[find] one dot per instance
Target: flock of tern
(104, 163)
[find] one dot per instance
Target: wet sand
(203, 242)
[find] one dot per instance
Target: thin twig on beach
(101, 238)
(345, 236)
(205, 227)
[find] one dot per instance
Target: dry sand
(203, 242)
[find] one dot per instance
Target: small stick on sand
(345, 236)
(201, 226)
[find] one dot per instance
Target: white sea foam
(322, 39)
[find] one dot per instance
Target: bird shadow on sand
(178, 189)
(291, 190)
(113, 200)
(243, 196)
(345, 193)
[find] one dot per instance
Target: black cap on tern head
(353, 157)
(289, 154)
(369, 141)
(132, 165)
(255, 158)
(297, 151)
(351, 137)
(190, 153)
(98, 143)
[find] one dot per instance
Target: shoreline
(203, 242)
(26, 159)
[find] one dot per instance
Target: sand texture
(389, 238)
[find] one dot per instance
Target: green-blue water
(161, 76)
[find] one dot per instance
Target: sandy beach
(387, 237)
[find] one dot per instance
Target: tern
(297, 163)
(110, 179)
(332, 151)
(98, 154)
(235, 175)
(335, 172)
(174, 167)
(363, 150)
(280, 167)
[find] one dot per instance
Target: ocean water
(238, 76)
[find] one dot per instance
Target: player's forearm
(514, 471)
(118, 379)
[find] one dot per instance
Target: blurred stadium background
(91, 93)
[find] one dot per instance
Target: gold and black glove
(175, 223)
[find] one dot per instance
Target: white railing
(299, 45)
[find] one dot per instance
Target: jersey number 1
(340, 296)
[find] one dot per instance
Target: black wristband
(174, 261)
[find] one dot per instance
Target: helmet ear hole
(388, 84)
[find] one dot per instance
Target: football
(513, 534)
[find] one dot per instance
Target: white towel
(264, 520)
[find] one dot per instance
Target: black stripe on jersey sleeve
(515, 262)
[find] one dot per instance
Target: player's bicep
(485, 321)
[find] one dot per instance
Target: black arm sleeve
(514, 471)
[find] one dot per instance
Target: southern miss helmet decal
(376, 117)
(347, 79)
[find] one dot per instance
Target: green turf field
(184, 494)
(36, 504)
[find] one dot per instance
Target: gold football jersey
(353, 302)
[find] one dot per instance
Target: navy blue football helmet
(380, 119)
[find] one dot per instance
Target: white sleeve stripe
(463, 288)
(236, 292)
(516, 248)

**ASSIGNMENT:** The records above should be reproduced in full, exactly as they read.

**SOLUTION TO THE PROBLEM:**
[find] one dot per instance
Target: flock of tern
(104, 163)
[find] one dot per instance
Target: wet sand
(203, 242)
[find] one dot per instance
Target: thin twig on beach
(101, 238)
(345, 236)
(205, 227)
[find] one dot per instance
Target: dry sand
(203, 242)
[find] one dot per instance
Target: small stick on sand
(345, 236)
(201, 226)
[find] one dot per instance
Target: white sea foam
(322, 39)
[find] one dot per instance
Target: bird shadow on sand
(178, 189)
(291, 190)
(113, 200)
(243, 196)
(345, 193)
[find] one dot per instance
Target: black cap on tern head
(353, 157)
(289, 154)
(369, 141)
(132, 165)
(255, 158)
(297, 151)
(351, 137)
(190, 153)
(98, 143)
[find] one dot per instance
Target: shoreline
(203, 242)
(26, 159)
[find] one dot per instance
Target: sand texture
(389, 238)
[find] one dot per instance
Target: green-blue water
(161, 76)
[find] one dot per instance
Target: sandy beach
(387, 237)
[find] one dot per instance
Target: tern
(297, 163)
(110, 179)
(332, 151)
(98, 154)
(235, 175)
(335, 172)
(174, 167)
(363, 150)
(280, 167)
[find] one dot per instance
Target: ocean water
(238, 76)
[find] one dot per instance
Target: player's forearm
(514, 471)
(118, 379)
[find] one dot per instance
Target: blurred stadium background
(91, 93)
[find] one dot per instance
Target: gold and black glove
(175, 223)
[find] one dot per instance
Target: white railing
(299, 45)
[find] one dot per instance
Target: jersey number 1
(340, 296)
[find] one dot per instance
Target: black wristband
(174, 261)
[find] one dot per instance
Target: helmet ear hole
(388, 84)
[find] one dot per instance
Target: football
(513, 534)
[find] one dot per instance
Target: white towel
(264, 520)
[find] one dot per instance
Target: black stripe on jersey sleeve
(515, 262)
[find] one dot per instance
Target: player's bicep
(485, 321)
[find] one dot per instance
Target: black arm sleeve
(514, 471)
[find] one dot per instance
Target: southern miss helmet decal
(376, 117)
(347, 79)
[find] one dot per instance
Target: green turf field
(184, 494)
(36, 504)
[find] one dot per instance
Target: gold football jersey
(353, 302)
[find] one dot per instance
Target: navy blue football helmet
(380, 119)
[find] one dot per instance
Target: white sleeve stripe
(463, 288)
(236, 292)
(516, 248)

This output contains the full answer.